Border holding center to reopen after 32 migrants get flu

FILE - In this June 23, 2018 file photo, a U.S. Border Patrol Agent walks between vehicles outside the Central Processing Center in McAllen, Texas. U.S. border agents have temporarily closed their primary facility for processing migrants in South Texas one day after authorities say a 16-year-old died after being diagnosed with the flu at the facility. In a statement released late Tuesday, May 21, 2019, U.S. Customs and Border Protection said it would stop detaining migrants at the processing center in McAllen, Texas. CBP says "a large number" of people in custody were found Tuesday to have high fevers.  (AP Photo/David J. Phillip, File)
FILE - In this June 23, 2018 file photo, a U.S. Border Patrol Agent walks between vehicles outside the Central Processing Center in McAllen, Texas. U.S. border agents have temporarily closed their primary facility for processing migrants in South Texas one day after authorities say a 16-year-old died after being diagnosed with the flu at the facility. In a statement released late Tuesday, May 21, 2019, U.S. Customs and Border Protection said it would stop detaining migrants at the processing center in McAllen, Texas. CBP says "a large number" of people in custody were found Tuesday to have high fevers. (AP Photo/David J. Phillip, File)

SAN DIEGO (AP) — More than 30 migrants have tested positive for influenza at a major processing center on the Mexican border that was temporarily closed to stop the outbreak, authorities said Wednesday.

It was unclear if anyone ill came in contact with a 16-year-old Guatemalan boy who was at the facility in McAllen, Texas, and died Monday, a day after he was diagnosed and transferred to a smaller station. Carlos Hernandez Vasquez was detained for six days, twice as long as generally allowed by U.S. law.

The 32 sick children and adults have been quarantined at a smaller processing center, said a U.S. Border Patrol official who spoke with reporters on condition of anonymity because there is an ongoing investigation. Their ages were unknown.

The center has been cleaned and will soon reopen but the closure, however temporary, further strained an overstretched system. Migrants were sent to other stations during the brief shutdown.

The 77,000-square foot processing center is a converted warehouse that holds hundreds of parents and children at a time in large, fenced-in pens. Modeled after a similar facility in Nogales, Arizona, built for an influx of Central Americans in 2014, it has separate pods for boys who came alone, girls who came alone and parents with their young children.

Some older children are split from their parents to avoid having them mix with much younger children.

Texas’s Rio Grande Valley, which includes McAllen, is the busiest corridor for illegal crossings. The Border Patrol made 36,681 arrests in the area in April, nearly three of every four coming in family units or as children traveling alone.

Hernandez Vasquez was the fifth child since December to die after being apprehended by border agents, putting authorities under growing pressure and scrutiny to care for migrant children.

Border Patrol agents have averaged 69 trips to the hospital a day since Dec. 22 and about 153,000 hours monitoring detained population at hospitals, the official said.

Authorities have also cleaned other holding facilities in South Texas, including Brownsville, Corpus Christi, Kingsville and highway checkpoints.

Migrants are not being vaccinated at Border Patrol stations, but they may be when hospitalized, the official said. The Border Patrol is offering vaccines to agents working.

GIVEN DATA:
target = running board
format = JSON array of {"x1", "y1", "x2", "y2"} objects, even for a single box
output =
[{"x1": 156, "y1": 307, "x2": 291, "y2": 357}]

TASKS AND EXERCISES:
1. From the article on the flu outbreak, list the groups for which the McAllen processing center has separate pods.
2. Copy the article on the flu outbreak from "Hernandez Vasquez was the" up to and including "hospitals, the official said.".

ANSWERS FOR THE EXERCISE:
1.
- Boys who came alone
- Girls who came alone
- Parents with their young children

2.
Hernandez Vasquez was the fifth child since December to die after being apprehended by border agents, putting authorities under growing pressure and scrutiny to care for migrant children.

Border Patrol agents have averaged 69 trips to the hospital a day since Dec. 22 and about 153,000 hours monitoring detained population at hospitals, the official said.